▸ Rows from a dataset
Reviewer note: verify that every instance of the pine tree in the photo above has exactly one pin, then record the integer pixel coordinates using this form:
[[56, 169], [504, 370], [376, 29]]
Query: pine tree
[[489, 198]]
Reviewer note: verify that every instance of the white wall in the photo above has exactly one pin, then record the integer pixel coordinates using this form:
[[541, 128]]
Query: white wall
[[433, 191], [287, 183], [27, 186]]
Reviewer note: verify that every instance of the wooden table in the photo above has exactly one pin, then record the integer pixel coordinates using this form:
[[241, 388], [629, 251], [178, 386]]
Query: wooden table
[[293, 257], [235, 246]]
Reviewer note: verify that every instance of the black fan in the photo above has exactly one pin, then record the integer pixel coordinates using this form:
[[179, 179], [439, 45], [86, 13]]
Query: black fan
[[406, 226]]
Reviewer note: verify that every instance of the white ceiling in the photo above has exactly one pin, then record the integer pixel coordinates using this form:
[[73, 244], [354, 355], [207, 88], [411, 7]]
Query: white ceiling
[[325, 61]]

▸ Short exercise
Write out every line of the data above word for word, without changing anything.

▸ Exercise solution
Reviewer note: verify that every instance of the pine tree in the photo above has exactly one pin, then record the integer pixel coordinates using this form:
[[56, 169], [504, 370], [376, 29]]
Query: pine tree
[[489, 198]]
Reviewer note: verify that every instance of the white wall in the photo above has exactly one pin, then record the integer pixel coordinates using this form:
[[541, 128]]
Query: white wall
[[433, 191], [287, 183], [27, 186]]
Reviewer note: verify that every instance of the wooden table in the photo above has exactly one pin, then record the integer pixel coordinates using this form:
[[241, 388], [629, 251], [178, 386]]
Query: wooden table
[[293, 257], [235, 246]]
Reviewer note: verify that every instance of the black fan in the photo above has exactly one pin, then record the integer pixel coordinates using this form:
[[179, 179], [439, 45], [86, 13]]
Query: black fan
[[406, 226]]
Reviewer note: verify that every instance of the white ceiling in the photo above has exactly one pin, then record the integer pixel coordinates using this form:
[[73, 244], [354, 355], [207, 88], [411, 7]]
Query: white ceiling
[[325, 61]]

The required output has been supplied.